THE REQUEST:
Please rewrite the listing below as a numbered list of its lines, with blank lines omitted and the pictures left out.

EXERCISE DATA:
** BEGIN **

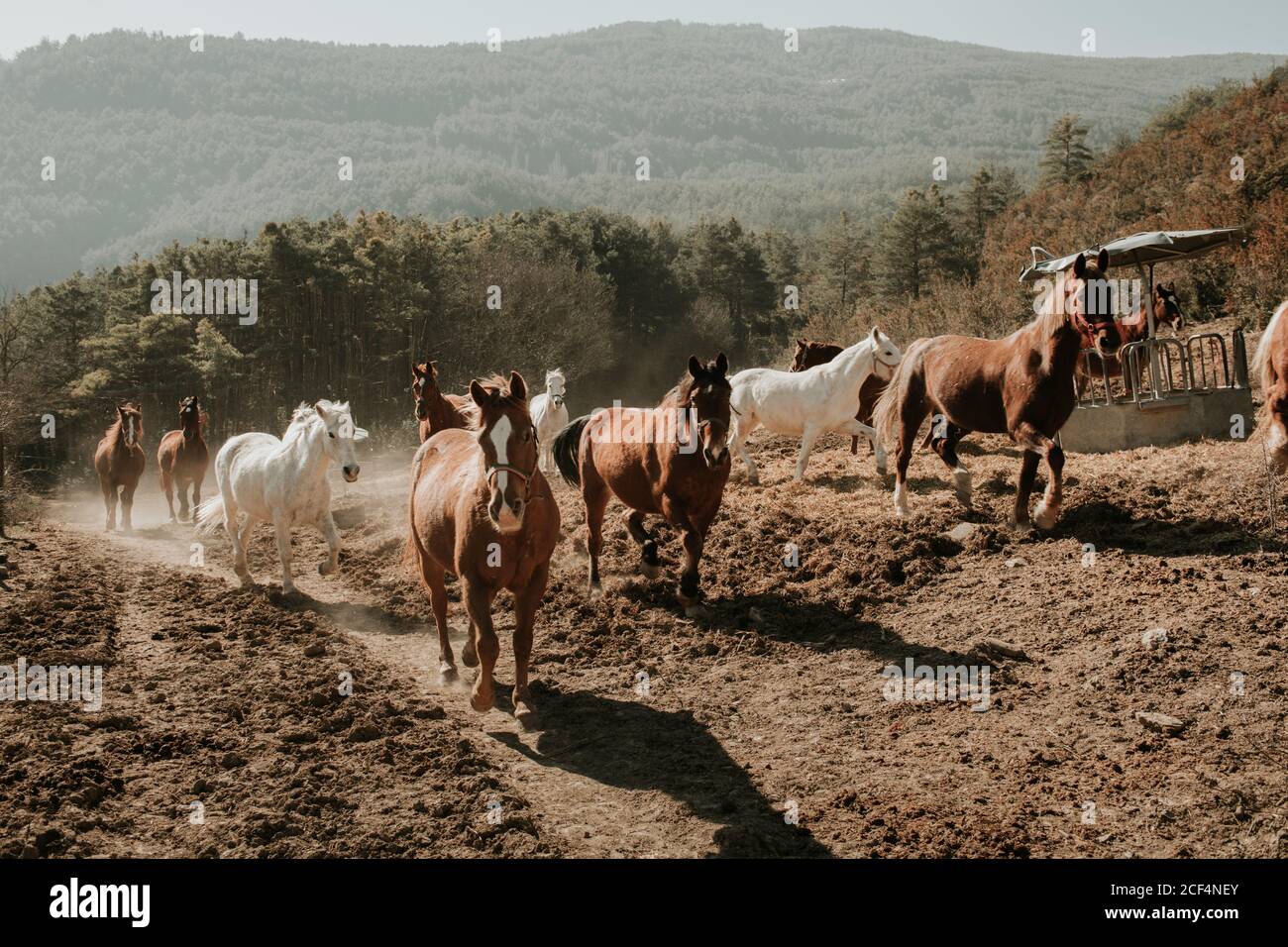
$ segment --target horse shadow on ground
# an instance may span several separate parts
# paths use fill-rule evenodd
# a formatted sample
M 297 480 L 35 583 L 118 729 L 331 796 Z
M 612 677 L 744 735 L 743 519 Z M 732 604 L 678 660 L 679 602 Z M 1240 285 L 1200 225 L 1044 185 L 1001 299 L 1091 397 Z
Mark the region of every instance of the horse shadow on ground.
M 712 857 L 831 857 L 808 830 L 788 825 L 747 772 L 688 710 L 665 711 L 589 691 L 532 684 L 542 732 L 536 747 L 492 736 L 542 767 L 625 790 L 665 792 L 717 823 Z
M 1097 500 L 1064 513 L 1054 536 L 1074 536 L 1096 549 L 1117 549 L 1135 555 L 1172 558 L 1197 554 L 1284 553 L 1288 542 L 1248 532 L 1236 521 L 1136 518 L 1118 504 Z
M 680 612 L 674 590 L 658 582 L 626 584 L 618 594 L 643 606 Z M 734 638 L 755 635 L 811 647 L 820 653 L 863 651 L 890 664 L 900 664 L 907 657 L 918 664 L 970 664 L 969 655 L 908 640 L 890 626 L 857 617 L 837 606 L 781 591 L 705 600 L 703 615 L 696 622 L 701 629 Z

** END **

SOLUTION FOR THIS TASK:
1. $ segment --target horse shadow on ground
2. # an instance may span several separate parts
3. # paths use fill-rule evenodd
4. # a formatted sample
5. M 297 480 L 35 583 L 118 729 L 331 796 Z
6. M 612 677 L 744 735 L 743 519 Z M 732 604 L 678 660 L 679 602 Z M 1240 285 L 1200 225 L 1044 185 L 1001 299 L 1091 397 Z
7. Mark the region of every instance of the horse shadow on ground.
8. M 712 857 L 831 857 L 808 830 L 788 825 L 747 772 L 688 710 L 665 711 L 589 691 L 532 684 L 542 732 L 536 747 L 492 736 L 542 767 L 625 790 L 665 792 L 717 823 Z
9. M 1097 500 L 1064 513 L 1054 536 L 1074 536 L 1096 549 L 1117 549 L 1135 555 L 1172 558 L 1197 554 L 1284 553 L 1288 542 L 1248 532 L 1236 521 L 1136 518 L 1118 504 Z
10. M 680 612 L 674 590 L 658 582 L 626 584 L 618 594 L 643 606 Z M 734 638 L 755 635 L 811 647 L 820 653 L 863 651 L 890 664 L 900 664 L 907 657 L 918 664 L 970 664 L 969 655 L 908 640 L 890 626 L 857 617 L 837 606 L 781 591 L 705 600 L 703 615 L 696 622 L 701 629 Z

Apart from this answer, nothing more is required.